What you need to do: Copy out every line of the items below, requests included, and shift each answer coordinate by adding -139 to it. Leave all other numbers unchanged.
────────────────────────────────────────
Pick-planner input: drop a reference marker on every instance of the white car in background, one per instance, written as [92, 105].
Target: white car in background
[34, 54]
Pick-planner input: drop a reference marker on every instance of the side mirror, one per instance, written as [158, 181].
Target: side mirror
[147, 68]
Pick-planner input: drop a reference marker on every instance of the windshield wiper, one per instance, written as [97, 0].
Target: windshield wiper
────────────────────────────────────────
Task solution:
Pick-planner input: drop a reference marker on every instance of the white car in background, one per instance, written as [92, 105].
Target: white car in background
[-105, -85]
Pick-planner input: drop a reference marker on every instance of the side mirror, one per instance, written as [158, 181].
Target: side mirror
[8, -71]
Pick-planner input: drop a reference marker on every instance of the windshield wiper, one per instance, written as [97, 0].
Target: windshield wiper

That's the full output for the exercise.